___ Texte cité
Les prêts liés à la durabilité sont aussi victimes de leur propre succès parce que les tiers auditeurs qui vérifient le rendement en regard des IRC ne suffisent pas à la tâche, en particulier dans les secteurs traditionnellement moins « verts » et où des connaissances plus spécialisées sont requises.
Dans la foulée de la COP26
Malgré certains obstacles, les instruments liés au développement durable devraient connaître une croissance encore plus fulgurante, alors que nous émergeons de la pandémie et que les entreprises continuent de se concentrer sur les risques environnementaux et réglementaires, y compris l’évolution des politiques gouvernementales. À titre d’exemple, le marché des obligations liées au développement durable s’élevait à 103 milliards de dollars en 2021. Le potentiel de croissance est donc important, puisque les investisseurs emboîtent le pas aux prêteurs pour tirer à leur tour parti de ce marché.
______
■ **Consigne A**
Les énoncés suivants concordent-ils avec le texte sur les prêts liés à la durabilité ? Répondez par oui ou non pour chacun et citez les mots du texte qui tranchent. (i) Les tiers auditeurs suffisent à vérifier le rendement en regard des IRC. (ii) Le marché des obligations liées au développement durable atteignait 103 milliards de dollars en 2021. (iii) Sur ce marché, les investisseurs ont devancé les prêteurs.
■ **Consigne B**
Reprenez le texte sur les prêts liés à la durabilité à partir de sa dernière phrase et poursuivez-le.
Le matériel qui suit n'est pas utile ici.
___ Matériel présenté
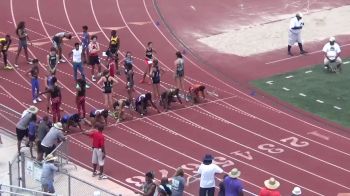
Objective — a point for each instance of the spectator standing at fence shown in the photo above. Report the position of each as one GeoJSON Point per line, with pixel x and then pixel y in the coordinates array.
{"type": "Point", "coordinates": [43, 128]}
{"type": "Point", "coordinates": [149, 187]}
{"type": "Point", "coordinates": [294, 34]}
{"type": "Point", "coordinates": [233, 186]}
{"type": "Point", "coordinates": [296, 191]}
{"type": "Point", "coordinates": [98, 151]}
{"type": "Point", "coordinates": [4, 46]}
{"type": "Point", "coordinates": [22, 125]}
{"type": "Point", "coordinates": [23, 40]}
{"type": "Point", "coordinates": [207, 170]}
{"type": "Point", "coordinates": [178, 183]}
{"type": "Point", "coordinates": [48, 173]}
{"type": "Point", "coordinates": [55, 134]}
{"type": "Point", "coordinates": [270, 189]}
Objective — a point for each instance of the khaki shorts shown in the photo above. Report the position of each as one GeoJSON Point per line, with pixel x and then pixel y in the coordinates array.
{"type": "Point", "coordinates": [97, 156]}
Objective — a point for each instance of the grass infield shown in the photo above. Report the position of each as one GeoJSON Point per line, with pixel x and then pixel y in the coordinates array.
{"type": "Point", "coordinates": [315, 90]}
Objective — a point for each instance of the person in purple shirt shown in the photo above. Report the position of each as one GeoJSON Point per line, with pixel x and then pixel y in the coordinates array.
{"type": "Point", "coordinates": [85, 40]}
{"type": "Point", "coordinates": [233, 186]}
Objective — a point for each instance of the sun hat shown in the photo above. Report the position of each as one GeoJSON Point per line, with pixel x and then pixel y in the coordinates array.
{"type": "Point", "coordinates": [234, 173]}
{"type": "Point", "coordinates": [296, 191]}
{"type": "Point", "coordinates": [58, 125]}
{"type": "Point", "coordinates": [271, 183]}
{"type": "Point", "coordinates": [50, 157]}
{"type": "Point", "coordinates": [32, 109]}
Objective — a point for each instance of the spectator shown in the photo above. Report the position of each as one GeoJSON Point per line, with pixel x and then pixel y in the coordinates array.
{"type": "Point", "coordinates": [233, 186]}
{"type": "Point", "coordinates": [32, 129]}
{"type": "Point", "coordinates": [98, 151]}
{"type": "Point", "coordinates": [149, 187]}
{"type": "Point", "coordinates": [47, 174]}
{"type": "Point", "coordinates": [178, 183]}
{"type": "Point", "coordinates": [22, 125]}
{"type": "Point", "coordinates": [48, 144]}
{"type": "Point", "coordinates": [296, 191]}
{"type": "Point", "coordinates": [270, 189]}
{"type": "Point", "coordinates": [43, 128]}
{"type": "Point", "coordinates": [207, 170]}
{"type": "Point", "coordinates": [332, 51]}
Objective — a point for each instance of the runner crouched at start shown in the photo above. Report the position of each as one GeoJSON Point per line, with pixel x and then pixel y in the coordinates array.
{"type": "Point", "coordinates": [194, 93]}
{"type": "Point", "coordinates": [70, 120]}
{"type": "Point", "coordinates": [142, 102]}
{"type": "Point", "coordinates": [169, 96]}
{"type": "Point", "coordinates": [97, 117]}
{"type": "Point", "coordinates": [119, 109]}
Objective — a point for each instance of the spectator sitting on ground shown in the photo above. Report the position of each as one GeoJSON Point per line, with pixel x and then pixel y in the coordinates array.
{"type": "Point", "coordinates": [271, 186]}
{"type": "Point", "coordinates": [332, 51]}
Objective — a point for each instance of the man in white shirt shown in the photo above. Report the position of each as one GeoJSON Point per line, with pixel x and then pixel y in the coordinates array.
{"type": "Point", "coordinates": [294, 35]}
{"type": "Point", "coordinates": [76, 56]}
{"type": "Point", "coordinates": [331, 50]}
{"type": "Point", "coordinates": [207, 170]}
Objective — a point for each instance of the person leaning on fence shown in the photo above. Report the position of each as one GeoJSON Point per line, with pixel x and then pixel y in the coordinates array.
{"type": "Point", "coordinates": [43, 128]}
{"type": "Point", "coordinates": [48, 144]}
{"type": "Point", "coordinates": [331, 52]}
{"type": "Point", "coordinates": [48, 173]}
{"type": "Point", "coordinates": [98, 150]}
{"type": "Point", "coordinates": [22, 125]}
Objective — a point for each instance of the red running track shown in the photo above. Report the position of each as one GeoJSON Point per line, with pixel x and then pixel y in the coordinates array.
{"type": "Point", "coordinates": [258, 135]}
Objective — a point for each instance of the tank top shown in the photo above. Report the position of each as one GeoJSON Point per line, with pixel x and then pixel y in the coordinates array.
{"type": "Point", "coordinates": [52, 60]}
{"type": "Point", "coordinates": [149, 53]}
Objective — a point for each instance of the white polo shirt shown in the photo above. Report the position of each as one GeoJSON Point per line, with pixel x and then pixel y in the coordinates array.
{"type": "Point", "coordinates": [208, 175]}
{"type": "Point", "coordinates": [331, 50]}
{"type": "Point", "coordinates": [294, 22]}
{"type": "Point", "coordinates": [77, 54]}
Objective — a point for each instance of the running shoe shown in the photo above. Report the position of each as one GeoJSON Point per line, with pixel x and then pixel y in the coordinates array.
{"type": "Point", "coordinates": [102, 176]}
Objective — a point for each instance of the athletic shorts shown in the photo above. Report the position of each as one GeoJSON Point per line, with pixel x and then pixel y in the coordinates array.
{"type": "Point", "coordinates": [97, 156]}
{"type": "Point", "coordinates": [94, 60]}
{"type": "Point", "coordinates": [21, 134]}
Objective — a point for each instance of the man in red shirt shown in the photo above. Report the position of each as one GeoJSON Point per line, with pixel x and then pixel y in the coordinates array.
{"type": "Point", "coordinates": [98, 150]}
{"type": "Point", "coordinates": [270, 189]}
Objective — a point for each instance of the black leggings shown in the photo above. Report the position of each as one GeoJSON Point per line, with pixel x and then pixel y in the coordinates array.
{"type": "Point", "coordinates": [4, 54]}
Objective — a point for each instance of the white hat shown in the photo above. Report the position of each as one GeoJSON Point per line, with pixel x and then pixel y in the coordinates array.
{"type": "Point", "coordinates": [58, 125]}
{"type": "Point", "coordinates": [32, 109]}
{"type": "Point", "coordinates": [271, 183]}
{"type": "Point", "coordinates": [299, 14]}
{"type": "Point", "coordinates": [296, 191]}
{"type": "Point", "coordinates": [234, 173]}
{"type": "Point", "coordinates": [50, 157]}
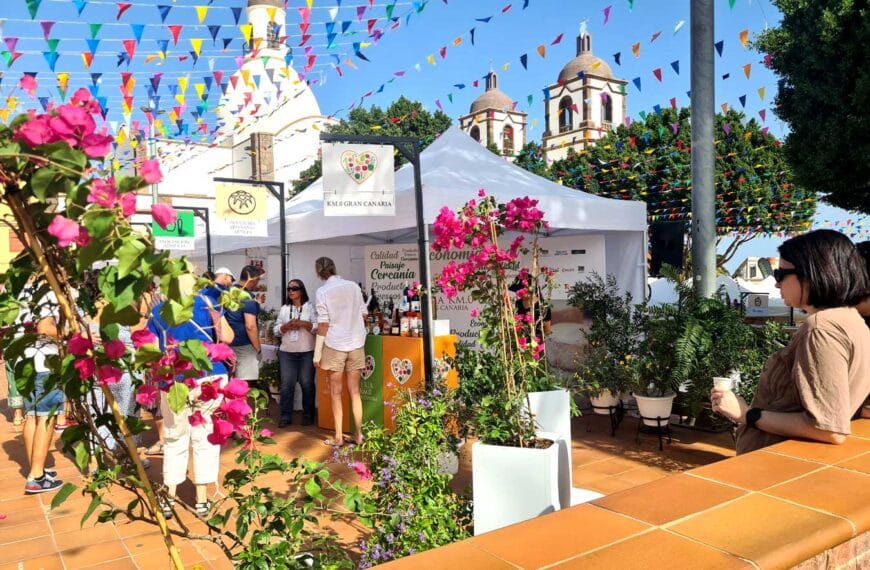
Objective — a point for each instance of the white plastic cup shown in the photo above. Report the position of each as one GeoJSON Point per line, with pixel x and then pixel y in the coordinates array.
______
■ **Réponse A**
(i) Non : « ne suffisent pas à la tâche ».
(ii) Oui : « s’élevait à 103 milliards de dollars en 2021 ».
(iii) Non : « les investisseurs emboîtent le pas aux prêteurs ».

■ **Réponse B**
Un autre vecteur probable de croissance cette année sera l’annonce et la mise en œuvre de nouvelles politiques par les principaux gouvernements du monde entier dans la foulée de la Conférence des Nations Unies sur les changements climatiques (COP26) qui s’est tenue à Glasgow en novembre dernier, et la réaction des entreprises qui chercheront encore plus à savoir à quoi ressemblera l’avenir et à évaluer les occasions et les risques associés qui se présenteront.
Si, à l’heure actuelle, le marché des capitaux d’emprunt liés au développement durable ne représente encore qu’une faible part du total des titres d’emprunt mondiaux émis, cette part ne peut que croître. Il se pourrait même qu’un jour l’harmonisation des instruments d’emprunt avec les critères ESG et de développement durable devienne de plus en plus répandue et que la demande de la part des emprunteurs comme des investisseurs augmente en conséquence.
Les choix qui s’offrent aux émetteurs et investisseurs axés sur l’ESG se sont considérablement élargis avec l’avènement et l’évolution des prêts et des obligations liés au développement durable, étoffant la gamme de produits d’emprunt proposés aux entreprises qui ont pris des engagements ambitieux et de grande envergure en matière de durabilité.